=== Text provided ===
But in late 2006 home prices stopped rising, delinquencies began to climb and the entire industry collapsed like a giant house of cards. In wave after wave of panic and cuts, the industry titans spiraled down. Fremont General was forced out of the subprime mortgage lending business by federal regulators. New Century declared bankruptcy after a brief and spectacular flameout. Ameriquest, on the verge of bankruptcy, sold its lending unit to Citigroup Inc.

And then there is Countrywide, which in the space of seven years had rocketed to become the nation’s largest home lender. But last year, Countrywide announced nearly 20,000 layoffs, twice faced rumors that it was nearing bankruptcy, twice arranged billions of dollars in emergency financing and saw its stock price plummet more than 80 percent. It ultimately decided to sell itself off at a bargain price to Bank of America rather than face what looked like a total meltdown.

Similarly, the savings and loan industry really took off after a round of deregulation in the late 1970s and early 1980s that removed many of the shackles on the ability of savings and loans to make investments.

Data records
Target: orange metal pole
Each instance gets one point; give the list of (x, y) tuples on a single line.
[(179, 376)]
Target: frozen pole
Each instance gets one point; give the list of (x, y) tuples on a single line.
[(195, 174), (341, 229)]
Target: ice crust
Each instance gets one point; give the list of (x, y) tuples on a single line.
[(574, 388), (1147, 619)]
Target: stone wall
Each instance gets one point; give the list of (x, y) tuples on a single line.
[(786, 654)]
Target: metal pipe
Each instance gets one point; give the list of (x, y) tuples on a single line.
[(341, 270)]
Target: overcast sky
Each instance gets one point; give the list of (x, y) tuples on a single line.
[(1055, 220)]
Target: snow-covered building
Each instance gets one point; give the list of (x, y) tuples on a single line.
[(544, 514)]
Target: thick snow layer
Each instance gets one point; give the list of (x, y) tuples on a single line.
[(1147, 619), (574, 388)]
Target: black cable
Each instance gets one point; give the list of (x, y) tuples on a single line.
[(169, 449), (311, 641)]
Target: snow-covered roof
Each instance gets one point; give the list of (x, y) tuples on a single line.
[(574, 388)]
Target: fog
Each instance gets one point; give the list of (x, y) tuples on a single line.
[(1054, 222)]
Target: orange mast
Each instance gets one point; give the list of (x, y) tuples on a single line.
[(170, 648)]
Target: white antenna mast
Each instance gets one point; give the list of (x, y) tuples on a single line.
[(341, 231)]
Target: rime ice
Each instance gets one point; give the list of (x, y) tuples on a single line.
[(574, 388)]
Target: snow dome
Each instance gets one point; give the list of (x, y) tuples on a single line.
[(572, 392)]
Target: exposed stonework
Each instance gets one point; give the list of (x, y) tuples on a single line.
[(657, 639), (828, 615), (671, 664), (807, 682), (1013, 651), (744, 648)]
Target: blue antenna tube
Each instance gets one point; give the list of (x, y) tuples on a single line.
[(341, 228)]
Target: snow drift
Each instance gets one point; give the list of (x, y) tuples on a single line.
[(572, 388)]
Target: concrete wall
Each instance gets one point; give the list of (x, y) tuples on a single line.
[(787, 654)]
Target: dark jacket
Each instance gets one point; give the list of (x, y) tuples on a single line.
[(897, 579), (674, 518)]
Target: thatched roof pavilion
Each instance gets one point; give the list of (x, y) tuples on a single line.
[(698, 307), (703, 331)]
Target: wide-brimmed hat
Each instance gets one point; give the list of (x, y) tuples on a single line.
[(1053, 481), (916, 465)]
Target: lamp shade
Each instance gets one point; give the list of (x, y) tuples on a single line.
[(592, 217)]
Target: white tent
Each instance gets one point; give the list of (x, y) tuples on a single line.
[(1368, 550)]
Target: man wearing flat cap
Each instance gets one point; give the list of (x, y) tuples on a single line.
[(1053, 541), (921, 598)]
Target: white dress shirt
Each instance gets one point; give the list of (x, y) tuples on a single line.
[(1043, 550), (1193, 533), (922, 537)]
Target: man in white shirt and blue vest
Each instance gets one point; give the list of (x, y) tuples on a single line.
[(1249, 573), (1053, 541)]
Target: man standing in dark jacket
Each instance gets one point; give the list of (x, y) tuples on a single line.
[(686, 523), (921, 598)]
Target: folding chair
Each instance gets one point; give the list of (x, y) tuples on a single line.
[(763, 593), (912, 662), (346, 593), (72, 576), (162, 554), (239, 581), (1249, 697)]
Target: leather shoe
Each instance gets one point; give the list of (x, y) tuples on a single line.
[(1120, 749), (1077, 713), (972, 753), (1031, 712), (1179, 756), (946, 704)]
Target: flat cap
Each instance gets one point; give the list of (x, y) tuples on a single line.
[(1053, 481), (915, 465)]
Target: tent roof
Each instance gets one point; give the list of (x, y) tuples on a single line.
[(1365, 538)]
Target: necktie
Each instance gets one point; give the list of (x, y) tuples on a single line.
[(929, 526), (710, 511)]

=== The request ===
Please extend the passage on the subprime mortgage collapse, picking up right after its final sentence. The data comes from a separate source, unrelated to the text.

=== Right answer ===
What followed was a wave of disastrous land deals and investments that pushed many of the lenders to the brink of collapse. The most spectacular was Irvine-based Lincoln Savings, headed by Charles Keating, which took in nearly $300 million from 21,000 investors, including many senior citizens who had invested their life savings. After the investments soured, Lincoln was taken over by the federal government in 1989 at a cost of nearly $3 billion to taxpayers. Keating was charged with fraud and racketeering and ultimately sentenced to a total of 22 years in prison. He served nearly five years before his convictions were overturned.

While many local institutions survived this debacle, they did not survive the industry consolidation that followed in the 1990s. Glendale Federal, for example, was bought up by Golden State Bancorp, which also owned Cal-Fed; Golden State in turn was bought out by Citigroup and Great Western and Home Savings were ultimately bought out by Washington Mutual Inc.

Meanwhile, veterans of the savings and loan industry moved on to other mortgage finance firms, like Countrywide, or started their own. But, thanks to the severe local recession and sweeping aerospace job cuts that kept housing prices suppressed, the mortgage industry gained little traction until the late 1990s.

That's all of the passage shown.